▶ _PROVIDED INFORMATION_
====================
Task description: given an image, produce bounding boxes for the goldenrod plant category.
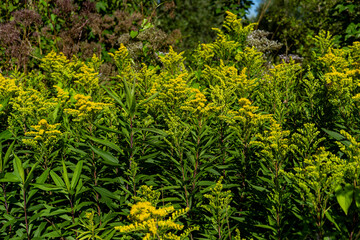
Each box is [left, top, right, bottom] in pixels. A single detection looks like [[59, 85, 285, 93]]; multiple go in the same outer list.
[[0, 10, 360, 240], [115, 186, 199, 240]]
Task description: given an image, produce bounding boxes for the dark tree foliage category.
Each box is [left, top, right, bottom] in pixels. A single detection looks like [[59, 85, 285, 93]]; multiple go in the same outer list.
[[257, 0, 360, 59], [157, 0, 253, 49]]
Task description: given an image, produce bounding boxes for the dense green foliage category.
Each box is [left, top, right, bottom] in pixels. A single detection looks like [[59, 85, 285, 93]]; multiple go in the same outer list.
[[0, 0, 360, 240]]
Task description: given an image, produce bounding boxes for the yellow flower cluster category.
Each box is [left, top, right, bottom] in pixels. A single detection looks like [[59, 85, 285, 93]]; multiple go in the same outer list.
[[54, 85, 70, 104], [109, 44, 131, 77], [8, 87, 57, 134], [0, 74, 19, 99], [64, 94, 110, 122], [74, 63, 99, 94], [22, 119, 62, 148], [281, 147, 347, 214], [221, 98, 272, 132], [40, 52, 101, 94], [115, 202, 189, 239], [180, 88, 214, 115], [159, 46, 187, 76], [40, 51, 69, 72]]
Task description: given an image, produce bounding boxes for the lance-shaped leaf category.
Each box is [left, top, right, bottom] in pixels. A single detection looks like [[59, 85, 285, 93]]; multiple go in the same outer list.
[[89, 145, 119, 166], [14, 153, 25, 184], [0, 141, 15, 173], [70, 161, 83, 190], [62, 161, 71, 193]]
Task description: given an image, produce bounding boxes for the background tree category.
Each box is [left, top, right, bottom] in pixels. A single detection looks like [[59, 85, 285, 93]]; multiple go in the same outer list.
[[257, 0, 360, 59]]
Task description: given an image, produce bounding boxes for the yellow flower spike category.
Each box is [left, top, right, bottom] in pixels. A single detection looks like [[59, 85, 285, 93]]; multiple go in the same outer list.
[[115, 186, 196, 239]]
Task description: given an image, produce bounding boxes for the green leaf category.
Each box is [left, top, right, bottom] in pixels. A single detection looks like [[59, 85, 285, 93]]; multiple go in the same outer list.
====================
▶ _EXERCISE INSTRUCTIONS_
Copy the part of the listing that opens with the line containing "tree foliage category." and closes with the line containing "[[257, 0, 360, 59], [157, 0, 253, 49]]", keeping every line, including the requests. Increase each bounding-box coordinate in the answers by 140, and leave the numbers in the requests and their format sample unchanged.

▶ _CORRECT RESULT_
Task description: given an image, produce bounding boxes for the dark tree foliage category.
Each box is [left, top, right, bottom] in pixels. A single detection looks like [[59, 85, 285, 93]]; multiple go in the same outer list.
[[397, 140, 500, 199], [297, 140, 393, 189]]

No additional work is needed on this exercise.